Nada más opuesto a la doctrina del filósofo de Samos que los desórdenes alimentarios hoy en boga. Porque tan perniciosa adicción es la bulimia como la anorexia. El humano no sólo es un animal ladino, según feliz expresión del ilustre politólogo de posguerra Nicolás Ramiro Rico, sino también un animal adictivo. Su elevación por encima de sus condicionamientos primarios ha de comportar la desactivación de los mecanismos que lo atan a sus vicios. Y no precisamente por la vía represiva, pues la asepsia exagerada debilita, al evitar la formación de anticuerpos. Ocultarse bajo una campana de cristal no compensa. El aserto es aplicable a otros tóxicos, como la ideología. Pues con los venenos procede un trato astuto, homeopático.

La mejor forma de lidiar con la frustración es la estoica: dejar que te resbale por el exterior y caiga al suelo, para escuchar el crujido de su cáscara al pisarla. El cuitado y afligido, en cambio, la somatiza, la promociona al rango de enfermedad, exige auxilios y analgésicos, ponerse en tratamiento, someterse a un equipo de galenos, asesores, masajistas, predicadores, subsecretarios y comisionistas, que lo surtan de arneses, riendas y anteojeras, le den palmaditas y lo amarren al dornajo. Es lo que llaman “no dejar a nadie atrás”, la solidaridad, “lo público”, la sociedad del bienestar. Entre drogarse, cogerse una trompa o enrolarse como damnificado en las listas de dependencia del Estado, lo tercero será lo políticamente correcto, pero anula.

Relegado a otras épocas el amour fou, el que nace con Tristán e Isolda (por cierto, vinculado a un bebedizo) en el siglo XIII y estudiara el suizo Denis de Rougemont en El amor y Occidente (1939), hoy no se da artilugio más insano y enemigo de nuestra autonomía que la intoxicación mediática. Cierto que en el mundo musulmán se sigue pensando que las playas nudistas abocan al pecado y a una violencia sexual que solamente el burka, el niqab y otras veladuras logran refrenar, cuando ocurre exactamente lo contrario, a juzgar por los índices de machismo del de veras en aquella cultura y en la nuestra. Entre nosotros la monitorización es de otro tipo, más sutil y mental.

▶ DATOS EXTRAÍDOS:
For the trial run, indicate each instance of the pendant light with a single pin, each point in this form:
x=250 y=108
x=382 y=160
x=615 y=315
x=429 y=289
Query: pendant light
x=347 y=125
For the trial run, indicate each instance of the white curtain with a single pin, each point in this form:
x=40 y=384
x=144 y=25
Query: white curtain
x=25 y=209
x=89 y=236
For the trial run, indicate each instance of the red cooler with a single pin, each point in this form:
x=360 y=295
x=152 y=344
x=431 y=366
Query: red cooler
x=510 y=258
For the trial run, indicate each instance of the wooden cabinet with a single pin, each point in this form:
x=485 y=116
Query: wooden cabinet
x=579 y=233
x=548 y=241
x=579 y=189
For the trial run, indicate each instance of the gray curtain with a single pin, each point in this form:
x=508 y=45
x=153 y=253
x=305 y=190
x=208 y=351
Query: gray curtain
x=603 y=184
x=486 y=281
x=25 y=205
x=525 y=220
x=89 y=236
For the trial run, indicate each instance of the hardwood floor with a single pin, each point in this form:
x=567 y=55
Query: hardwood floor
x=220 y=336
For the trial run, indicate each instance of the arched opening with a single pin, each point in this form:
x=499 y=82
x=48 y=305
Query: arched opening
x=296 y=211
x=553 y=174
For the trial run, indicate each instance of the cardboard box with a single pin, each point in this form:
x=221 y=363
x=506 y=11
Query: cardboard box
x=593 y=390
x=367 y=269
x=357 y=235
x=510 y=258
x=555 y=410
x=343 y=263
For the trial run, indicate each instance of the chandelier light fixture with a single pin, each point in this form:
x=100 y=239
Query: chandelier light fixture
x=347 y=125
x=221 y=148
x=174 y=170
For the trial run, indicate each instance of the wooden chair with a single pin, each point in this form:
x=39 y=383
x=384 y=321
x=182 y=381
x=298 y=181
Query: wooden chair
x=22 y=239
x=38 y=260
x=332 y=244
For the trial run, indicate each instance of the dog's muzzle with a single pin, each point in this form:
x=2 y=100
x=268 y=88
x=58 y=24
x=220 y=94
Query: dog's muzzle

▶ TAREA:
Copia de nuevo, sin cambiar nada, todo lo que va del fragmento desde "Relegado a otras" hasta "sutil y mental.".

▶ RESULTADO:
Relegado a otras épocas el amour fou, el que nace con Tristán e Isolda (por cierto, vinculado a un bebedizo) en el siglo XIII y estudiara el suizo Denis de Rougemont en El amor y Occidente (1939), hoy no se da artilugio más insano y enemigo de nuestra autonomía que la intoxicación mediática. Cierto que en el mundo musulmán se sigue pensando que las playas nudistas abocan al pecado y a una violencia sexual que solamente el burka, el niqab y otras veladuras logran refrenar, cuando ocurre exactamente lo contrario, a juzgar por los índices de machismo del de veras en aquella cultura y en la nuestra. Entre nosotros la monitorización es de otro tipo, más sutil y mental.